● Exercise description:
Retype the records exactly, from the start through the line containing "[[467,98],[476,98],[483,93],[483,80],[465,78],[461,85],[461,94]]", and include that line.

(Raw records)
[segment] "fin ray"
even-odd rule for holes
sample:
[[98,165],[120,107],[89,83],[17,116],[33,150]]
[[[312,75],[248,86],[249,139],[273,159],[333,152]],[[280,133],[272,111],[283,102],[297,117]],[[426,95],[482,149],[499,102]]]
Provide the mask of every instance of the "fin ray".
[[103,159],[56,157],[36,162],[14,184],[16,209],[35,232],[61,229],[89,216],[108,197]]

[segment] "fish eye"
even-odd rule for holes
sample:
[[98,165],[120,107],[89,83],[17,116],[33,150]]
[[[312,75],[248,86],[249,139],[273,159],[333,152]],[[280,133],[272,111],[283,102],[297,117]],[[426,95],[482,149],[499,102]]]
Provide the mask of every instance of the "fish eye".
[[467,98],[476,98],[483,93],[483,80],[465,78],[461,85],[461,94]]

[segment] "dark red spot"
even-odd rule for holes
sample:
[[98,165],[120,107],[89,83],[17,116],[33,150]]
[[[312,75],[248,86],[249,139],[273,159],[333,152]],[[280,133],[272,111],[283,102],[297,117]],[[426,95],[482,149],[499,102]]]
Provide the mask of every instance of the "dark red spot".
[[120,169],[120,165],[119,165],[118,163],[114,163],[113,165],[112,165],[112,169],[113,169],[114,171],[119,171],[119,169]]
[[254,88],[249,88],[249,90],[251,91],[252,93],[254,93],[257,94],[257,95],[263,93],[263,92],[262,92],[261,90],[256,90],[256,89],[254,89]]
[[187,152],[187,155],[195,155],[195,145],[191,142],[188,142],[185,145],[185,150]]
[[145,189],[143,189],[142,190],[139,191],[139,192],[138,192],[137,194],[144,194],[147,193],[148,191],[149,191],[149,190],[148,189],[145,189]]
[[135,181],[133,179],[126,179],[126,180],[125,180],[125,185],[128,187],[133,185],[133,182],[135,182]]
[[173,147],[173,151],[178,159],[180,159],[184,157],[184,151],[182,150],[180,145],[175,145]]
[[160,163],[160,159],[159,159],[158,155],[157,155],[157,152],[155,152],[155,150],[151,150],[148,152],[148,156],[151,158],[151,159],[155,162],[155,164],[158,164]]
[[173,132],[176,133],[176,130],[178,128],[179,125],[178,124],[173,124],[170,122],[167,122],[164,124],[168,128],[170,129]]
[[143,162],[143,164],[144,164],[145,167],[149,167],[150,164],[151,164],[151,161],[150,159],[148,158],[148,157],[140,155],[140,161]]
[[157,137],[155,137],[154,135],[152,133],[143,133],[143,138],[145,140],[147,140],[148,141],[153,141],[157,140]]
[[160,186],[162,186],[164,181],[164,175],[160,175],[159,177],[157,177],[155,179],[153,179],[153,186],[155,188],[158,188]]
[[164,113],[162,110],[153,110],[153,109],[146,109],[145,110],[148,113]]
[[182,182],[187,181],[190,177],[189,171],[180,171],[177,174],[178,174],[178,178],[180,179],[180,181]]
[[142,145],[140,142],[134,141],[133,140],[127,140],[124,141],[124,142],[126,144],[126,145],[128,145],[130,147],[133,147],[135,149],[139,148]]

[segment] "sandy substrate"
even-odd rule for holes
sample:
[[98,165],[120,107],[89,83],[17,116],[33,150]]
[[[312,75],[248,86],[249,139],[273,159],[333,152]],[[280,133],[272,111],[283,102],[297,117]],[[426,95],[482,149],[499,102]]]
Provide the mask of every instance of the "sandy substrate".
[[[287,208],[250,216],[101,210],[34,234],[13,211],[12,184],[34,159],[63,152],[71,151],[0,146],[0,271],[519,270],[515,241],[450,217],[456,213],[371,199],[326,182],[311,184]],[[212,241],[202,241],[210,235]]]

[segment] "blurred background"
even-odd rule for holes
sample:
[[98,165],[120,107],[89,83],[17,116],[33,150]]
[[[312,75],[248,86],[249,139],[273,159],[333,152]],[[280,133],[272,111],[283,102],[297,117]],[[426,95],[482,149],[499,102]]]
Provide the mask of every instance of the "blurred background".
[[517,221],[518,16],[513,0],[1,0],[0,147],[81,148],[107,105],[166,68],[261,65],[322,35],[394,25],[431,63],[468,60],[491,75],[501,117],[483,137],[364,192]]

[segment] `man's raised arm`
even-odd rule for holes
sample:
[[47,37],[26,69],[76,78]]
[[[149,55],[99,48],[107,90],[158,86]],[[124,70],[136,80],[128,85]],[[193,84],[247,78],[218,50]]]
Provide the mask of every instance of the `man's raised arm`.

● Result of the task:
[segment] "fin ray"
even-odd rule for holes
sample:
[[98,165],[120,107],[89,83],[17,116],[33,150]]
[[[312,75],[248,86],[249,139],[273,159],[333,152]],[[280,133],[272,111],[283,102],[297,117]],[[426,95],[482,149],[499,102]]]
Provide the mask of every instance of the "fin ray".
[[103,159],[56,157],[36,162],[14,184],[16,209],[35,232],[61,229],[89,216],[108,197]]

[segment] "fish eye"
even-odd rule for holes
sample:
[[98,165],[120,107],[89,83],[17,116],[33,150]]
[[[312,75],[248,86],[249,139],[273,159],[333,152]],[[280,133],[272,111],[283,102],[297,117]],[[426,95],[482,149],[499,102]]]
Provide the mask of every instance of the "fish eye".
[[467,98],[476,98],[483,93],[483,80],[465,78],[461,85],[461,94]]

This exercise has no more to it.